→ **Aim of the exercise**: Name every page of the Streamlit dashboard described in the supply chain project overview.

→ **Source passage**:
────────────────────

Supply Chain Control Tower

Capstone analytics-engineering + ML + operations-research + DevOps platform. Two years of synthetic ERP supply chain data → dbt marts in DuckDB → Prophet demand forecasts (tracked in MLflow) → OR-Tools reorder-point optimization → 6-page Streamlit dashboard, all orchestrated by Airflow on Docker and shipped through GitHub Actions CI.

This is project 4 of a four-project portfolio. Each project layers a new production-grade capability on top of the previous one:

#	Project	Stack	What it adds
1	SaaS Growth	DuckDB raw + Streamlit + Sphinx	Baseline analytics
2	FinTech Credit Risk	+ dbt	Modern transformation layer
3	Ops Control Tower	+ Airflow + Docker	Production orchestration
4	Supply Chain (this)	+ Prophet + MLflow + OR-Tools + GitHub Actions CI + dbt snapshots	Full ML / OR / DevOps capstone

What it does

Generates 2 years of ERP-style supply-chain data — 500 SKUs, 20 vendors, 5 warehouses, ~1.1M rows of daily demand, 30K orders, 4K POs, 30K shipments — with realistic causal correlations (longer vendor lead times → higher arrival variance, seasonal SKUs → weekly + Black Friday spikes, etc.).
Transforms the raw parquet files into 9 staging views, 3 intermediate models, 6 marts, and 2 SCD-2 snapshots (vendor_contract_snapshot, sku_pricing_snapshot) with dbt-core + dbt-duckdb, including ~100 schema tests and 2 singular SQL tests.
Forecasts 30-day SKU × warehouse demand with Prophet (weekly + yearly seasonality, US holiday regressors), logging every fit to a dedicated MLflow tracking server with MAPE / WAPE / bias holdout metrics.
Optimizes reorder points with Google OR-Tools (GLOP solver, convex-cost LP over a candidate grid) subject to a per-ABC service-level floor; benchmarks the result against a textbook safety-stock formula and surfaces the cost savings on the dashboard.
Scores vendors with a four-component composite (lead-time overshoot, late-arrival rate, defect rate, lead-time variance) for the scorecard dashboard.
Visualizes everything in a 6-page Streamlit app — Executive Overview, Inventory Health, Forecast Accuracy, Replenishment, Vendor Scorecard, Warehouse Performance.
Orchestrates the daily pipeline with Airflow on Docker Compose. The DAG runs generate → dbt build (pre-forecast) → forecast → dbt build (post-forecast) → optimize → vendor scoring → alerts.
Lints, tests, and validates every push and PR via GitHub Actions (ruff + pytest + dbt parse), with Dependabot keeping deps current.

────────────────────

→ **Provided information**:
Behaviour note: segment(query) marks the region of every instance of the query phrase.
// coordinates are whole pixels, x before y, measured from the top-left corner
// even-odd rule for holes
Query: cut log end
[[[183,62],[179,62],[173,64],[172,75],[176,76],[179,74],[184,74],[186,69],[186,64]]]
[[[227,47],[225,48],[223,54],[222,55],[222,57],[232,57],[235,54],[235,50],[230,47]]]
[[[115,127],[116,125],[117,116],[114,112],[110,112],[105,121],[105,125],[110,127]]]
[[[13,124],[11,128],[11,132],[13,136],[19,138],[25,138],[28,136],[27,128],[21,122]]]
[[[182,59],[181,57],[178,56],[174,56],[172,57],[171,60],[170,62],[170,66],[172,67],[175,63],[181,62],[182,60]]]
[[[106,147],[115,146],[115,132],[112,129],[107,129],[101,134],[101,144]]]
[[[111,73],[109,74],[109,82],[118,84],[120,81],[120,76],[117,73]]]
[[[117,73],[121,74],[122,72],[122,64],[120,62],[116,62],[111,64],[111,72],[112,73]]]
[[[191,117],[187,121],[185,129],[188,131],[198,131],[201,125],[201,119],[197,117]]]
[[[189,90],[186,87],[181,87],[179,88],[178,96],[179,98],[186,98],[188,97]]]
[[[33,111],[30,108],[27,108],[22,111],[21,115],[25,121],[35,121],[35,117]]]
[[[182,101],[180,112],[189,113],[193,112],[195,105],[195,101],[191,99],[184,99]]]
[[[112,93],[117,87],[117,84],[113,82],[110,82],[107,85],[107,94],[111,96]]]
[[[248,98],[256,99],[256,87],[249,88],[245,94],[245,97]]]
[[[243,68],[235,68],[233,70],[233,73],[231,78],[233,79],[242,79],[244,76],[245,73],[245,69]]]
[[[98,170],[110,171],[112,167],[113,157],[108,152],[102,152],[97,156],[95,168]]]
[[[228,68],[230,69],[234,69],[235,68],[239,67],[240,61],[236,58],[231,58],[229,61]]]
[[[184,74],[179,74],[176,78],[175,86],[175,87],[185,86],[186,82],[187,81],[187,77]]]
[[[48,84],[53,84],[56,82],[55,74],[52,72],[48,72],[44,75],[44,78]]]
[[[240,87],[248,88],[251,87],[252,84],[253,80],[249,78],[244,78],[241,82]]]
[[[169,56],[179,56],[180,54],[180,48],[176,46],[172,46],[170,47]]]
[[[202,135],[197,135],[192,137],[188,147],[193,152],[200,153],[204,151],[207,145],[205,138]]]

────────────────────

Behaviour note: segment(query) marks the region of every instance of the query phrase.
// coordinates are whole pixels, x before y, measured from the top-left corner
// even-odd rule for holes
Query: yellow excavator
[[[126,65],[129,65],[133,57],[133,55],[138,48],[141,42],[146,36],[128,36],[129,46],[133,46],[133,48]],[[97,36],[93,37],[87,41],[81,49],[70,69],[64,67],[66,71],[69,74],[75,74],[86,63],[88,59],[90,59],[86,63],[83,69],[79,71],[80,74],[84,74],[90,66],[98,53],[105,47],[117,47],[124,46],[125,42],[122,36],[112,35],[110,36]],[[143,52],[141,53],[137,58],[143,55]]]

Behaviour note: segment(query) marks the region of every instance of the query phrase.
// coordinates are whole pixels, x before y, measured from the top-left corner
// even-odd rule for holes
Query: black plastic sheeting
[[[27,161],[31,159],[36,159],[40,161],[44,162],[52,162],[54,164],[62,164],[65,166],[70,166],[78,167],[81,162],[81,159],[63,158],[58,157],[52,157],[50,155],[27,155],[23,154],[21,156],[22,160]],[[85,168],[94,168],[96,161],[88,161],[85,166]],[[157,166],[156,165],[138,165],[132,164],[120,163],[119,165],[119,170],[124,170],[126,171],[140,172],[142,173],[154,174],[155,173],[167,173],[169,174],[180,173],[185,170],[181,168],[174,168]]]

────────────────────

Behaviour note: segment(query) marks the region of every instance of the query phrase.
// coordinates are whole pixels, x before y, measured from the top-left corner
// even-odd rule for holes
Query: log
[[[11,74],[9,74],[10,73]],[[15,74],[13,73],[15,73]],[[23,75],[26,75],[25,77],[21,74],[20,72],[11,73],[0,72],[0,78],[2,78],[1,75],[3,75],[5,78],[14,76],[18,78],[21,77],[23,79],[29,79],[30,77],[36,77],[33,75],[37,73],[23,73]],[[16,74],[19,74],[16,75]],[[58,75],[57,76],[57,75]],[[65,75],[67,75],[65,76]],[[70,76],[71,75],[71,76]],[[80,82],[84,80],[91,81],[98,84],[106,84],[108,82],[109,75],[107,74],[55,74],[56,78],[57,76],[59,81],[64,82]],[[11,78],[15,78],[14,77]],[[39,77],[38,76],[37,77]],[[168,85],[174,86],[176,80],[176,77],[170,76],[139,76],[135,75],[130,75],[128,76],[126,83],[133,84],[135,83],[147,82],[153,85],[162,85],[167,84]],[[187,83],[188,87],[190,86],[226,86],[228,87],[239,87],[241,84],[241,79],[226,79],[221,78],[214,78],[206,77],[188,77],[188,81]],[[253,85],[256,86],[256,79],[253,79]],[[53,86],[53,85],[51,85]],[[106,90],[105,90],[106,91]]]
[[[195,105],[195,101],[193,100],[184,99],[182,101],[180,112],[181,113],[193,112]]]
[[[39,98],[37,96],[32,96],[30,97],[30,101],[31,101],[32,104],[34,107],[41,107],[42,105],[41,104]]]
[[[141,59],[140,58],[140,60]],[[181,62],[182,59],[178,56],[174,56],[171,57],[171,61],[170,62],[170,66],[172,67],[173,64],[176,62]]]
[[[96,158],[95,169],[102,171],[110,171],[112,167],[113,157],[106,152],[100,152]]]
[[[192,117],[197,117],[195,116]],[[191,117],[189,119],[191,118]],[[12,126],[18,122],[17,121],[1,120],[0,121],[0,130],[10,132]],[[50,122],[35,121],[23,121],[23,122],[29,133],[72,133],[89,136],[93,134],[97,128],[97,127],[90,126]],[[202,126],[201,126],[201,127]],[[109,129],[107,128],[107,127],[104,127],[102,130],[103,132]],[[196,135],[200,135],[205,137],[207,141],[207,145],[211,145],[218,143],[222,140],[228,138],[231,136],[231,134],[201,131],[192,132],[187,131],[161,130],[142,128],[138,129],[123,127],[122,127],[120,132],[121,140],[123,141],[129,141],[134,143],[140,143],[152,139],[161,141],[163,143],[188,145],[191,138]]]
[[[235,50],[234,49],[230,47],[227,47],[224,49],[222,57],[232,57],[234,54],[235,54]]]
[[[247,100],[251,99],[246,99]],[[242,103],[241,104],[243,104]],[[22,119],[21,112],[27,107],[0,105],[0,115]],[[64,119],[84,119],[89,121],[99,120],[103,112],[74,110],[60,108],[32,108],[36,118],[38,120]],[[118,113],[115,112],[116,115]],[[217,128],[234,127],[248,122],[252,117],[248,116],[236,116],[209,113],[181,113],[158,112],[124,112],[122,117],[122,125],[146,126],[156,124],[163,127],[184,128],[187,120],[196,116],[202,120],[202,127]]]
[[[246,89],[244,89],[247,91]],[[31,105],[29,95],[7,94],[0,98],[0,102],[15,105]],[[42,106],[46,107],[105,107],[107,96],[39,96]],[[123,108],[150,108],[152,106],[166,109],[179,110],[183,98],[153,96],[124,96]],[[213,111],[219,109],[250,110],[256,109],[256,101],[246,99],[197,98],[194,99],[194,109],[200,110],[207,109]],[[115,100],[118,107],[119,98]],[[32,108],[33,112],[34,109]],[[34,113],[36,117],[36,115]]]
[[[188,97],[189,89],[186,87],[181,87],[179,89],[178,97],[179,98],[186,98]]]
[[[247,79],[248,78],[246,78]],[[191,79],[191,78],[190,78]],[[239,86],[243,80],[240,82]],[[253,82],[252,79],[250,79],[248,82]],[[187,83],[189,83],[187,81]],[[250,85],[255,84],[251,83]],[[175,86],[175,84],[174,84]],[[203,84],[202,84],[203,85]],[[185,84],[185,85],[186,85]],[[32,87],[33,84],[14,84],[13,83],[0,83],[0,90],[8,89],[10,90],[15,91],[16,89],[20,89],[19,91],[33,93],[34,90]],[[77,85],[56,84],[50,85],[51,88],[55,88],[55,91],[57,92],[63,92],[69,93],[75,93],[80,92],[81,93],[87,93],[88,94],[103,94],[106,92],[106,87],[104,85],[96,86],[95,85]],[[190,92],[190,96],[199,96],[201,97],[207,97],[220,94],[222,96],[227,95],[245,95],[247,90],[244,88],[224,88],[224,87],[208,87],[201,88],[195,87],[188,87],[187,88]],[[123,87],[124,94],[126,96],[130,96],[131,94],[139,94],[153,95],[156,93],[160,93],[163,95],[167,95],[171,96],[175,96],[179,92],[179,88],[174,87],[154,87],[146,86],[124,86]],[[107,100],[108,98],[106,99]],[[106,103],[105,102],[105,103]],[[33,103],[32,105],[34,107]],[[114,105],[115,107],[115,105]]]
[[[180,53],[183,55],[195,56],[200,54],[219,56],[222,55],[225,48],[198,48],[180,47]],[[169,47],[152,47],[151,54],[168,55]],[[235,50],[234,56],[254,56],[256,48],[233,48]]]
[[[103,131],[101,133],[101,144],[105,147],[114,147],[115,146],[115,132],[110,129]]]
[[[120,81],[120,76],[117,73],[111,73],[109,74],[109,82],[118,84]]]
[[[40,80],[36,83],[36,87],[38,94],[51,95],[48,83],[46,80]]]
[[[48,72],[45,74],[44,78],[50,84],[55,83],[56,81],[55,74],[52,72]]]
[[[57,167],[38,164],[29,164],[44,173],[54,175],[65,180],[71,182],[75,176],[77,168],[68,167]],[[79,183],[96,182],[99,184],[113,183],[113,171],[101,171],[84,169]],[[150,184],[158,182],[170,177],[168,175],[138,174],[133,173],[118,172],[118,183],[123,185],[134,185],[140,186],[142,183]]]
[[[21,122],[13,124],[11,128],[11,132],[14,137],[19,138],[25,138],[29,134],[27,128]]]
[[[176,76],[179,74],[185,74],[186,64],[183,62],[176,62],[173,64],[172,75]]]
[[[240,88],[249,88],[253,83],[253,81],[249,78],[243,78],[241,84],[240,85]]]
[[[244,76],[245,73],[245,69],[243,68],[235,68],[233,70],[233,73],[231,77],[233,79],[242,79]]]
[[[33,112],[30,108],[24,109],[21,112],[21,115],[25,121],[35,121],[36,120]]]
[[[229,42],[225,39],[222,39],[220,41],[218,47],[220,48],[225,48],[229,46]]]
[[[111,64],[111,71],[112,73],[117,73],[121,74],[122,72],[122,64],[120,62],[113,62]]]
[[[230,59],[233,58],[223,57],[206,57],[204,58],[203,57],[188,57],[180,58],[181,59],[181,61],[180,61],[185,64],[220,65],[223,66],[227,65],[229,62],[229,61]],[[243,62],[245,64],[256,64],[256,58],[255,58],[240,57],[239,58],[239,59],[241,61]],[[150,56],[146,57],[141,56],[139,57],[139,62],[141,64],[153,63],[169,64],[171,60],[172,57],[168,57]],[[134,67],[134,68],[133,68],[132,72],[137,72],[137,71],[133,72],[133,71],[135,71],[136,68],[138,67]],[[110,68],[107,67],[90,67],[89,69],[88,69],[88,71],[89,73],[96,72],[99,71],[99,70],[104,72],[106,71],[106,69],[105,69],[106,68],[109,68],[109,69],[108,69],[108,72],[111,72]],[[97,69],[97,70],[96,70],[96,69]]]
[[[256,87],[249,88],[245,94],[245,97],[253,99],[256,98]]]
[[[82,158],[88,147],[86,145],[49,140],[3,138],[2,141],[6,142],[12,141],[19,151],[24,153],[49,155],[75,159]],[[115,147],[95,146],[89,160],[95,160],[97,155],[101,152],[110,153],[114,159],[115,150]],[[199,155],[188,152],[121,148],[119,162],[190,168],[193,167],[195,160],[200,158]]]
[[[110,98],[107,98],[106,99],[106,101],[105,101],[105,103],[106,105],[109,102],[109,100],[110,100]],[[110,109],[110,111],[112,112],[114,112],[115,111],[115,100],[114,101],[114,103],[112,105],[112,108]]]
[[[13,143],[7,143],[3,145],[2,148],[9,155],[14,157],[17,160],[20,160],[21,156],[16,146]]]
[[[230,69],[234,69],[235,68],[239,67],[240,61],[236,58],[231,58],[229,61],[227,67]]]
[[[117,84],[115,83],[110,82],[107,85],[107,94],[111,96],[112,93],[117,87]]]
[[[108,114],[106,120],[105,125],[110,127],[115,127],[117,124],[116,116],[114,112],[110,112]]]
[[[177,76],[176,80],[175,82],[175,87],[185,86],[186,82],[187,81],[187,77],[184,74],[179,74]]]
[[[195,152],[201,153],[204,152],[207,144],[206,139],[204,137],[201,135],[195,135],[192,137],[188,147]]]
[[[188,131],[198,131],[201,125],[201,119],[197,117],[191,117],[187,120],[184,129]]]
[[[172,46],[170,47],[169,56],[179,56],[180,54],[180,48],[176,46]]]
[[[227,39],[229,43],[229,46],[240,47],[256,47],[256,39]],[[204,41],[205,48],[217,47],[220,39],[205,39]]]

────────────────────

→ **Result of this task**: Executive Overview, Inventory Health, Forecast Accuracy, Replenishment, Vendor Scorecard, Warehouse Performance